Task directions -
Can you copy out the items below, from the line with "Practice. Indicate each instance of the turned chair" to the line with "x=165, y=57", both included, multiplying each answer's x and y coordinates by 1.25 and rounding to whole numbers, with halves rounded up? Keep every other line unchanged.

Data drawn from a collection
═══

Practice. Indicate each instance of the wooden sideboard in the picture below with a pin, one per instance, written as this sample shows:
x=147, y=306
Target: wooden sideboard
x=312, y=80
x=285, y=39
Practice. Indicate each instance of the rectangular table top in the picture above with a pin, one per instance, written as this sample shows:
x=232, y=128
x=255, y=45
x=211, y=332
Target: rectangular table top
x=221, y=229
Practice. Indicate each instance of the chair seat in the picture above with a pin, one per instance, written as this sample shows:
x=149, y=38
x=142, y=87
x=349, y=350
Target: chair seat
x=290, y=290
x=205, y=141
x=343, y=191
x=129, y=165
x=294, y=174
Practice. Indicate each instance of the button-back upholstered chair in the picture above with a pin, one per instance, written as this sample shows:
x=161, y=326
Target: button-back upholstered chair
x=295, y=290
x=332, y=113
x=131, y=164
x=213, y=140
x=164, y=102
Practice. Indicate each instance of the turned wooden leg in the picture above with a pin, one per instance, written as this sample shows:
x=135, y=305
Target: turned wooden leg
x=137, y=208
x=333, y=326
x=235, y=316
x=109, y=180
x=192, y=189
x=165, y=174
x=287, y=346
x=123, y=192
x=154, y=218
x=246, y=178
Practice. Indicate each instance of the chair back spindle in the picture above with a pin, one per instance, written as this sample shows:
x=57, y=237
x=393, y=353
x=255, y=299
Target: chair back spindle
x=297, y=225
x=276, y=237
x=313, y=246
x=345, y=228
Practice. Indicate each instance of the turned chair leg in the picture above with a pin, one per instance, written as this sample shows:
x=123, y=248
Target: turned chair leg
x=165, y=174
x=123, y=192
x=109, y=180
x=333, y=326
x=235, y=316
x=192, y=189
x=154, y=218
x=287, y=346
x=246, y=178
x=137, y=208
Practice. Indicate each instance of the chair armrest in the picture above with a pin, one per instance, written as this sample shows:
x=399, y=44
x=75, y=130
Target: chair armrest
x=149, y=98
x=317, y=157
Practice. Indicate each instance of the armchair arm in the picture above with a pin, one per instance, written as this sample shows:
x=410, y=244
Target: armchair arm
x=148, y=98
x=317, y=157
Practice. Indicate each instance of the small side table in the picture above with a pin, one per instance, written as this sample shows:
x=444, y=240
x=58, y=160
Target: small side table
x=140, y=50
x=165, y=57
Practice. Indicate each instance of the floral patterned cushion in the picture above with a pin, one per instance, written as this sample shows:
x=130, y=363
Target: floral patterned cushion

═══

Output below -
Practice. Indicate each instance of the turned chair leg in the picture above with a pin, one per instance, written as this sample shows:
x=123, y=248
Target: turned chair leg
x=206, y=218
x=154, y=240
x=136, y=225
x=416, y=408
x=294, y=395
x=240, y=236
x=193, y=273
x=359, y=433
x=308, y=223
x=171, y=260
Practice. Indicate each instance of the chair armrest in the picture above with a pin, one per instance, written as this sample shows:
x=399, y=44
x=75, y=130
Target: chair armrest
x=186, y=123
x=396, y=196
Practice. Indicate each instance of the armchair arm in the picture above with a pin, one per instance, written as this sample shows:
x=410, y=244
Target: armchair arm
x=185, y=123
x=396, y=196
Practice. Indicate each instance of the small side table in the picture above with a pin, one per instance, written as this sample shows:
x=444, y=240
x=58, y=160
Target: small side table
x=175, y=63
x=206, y=71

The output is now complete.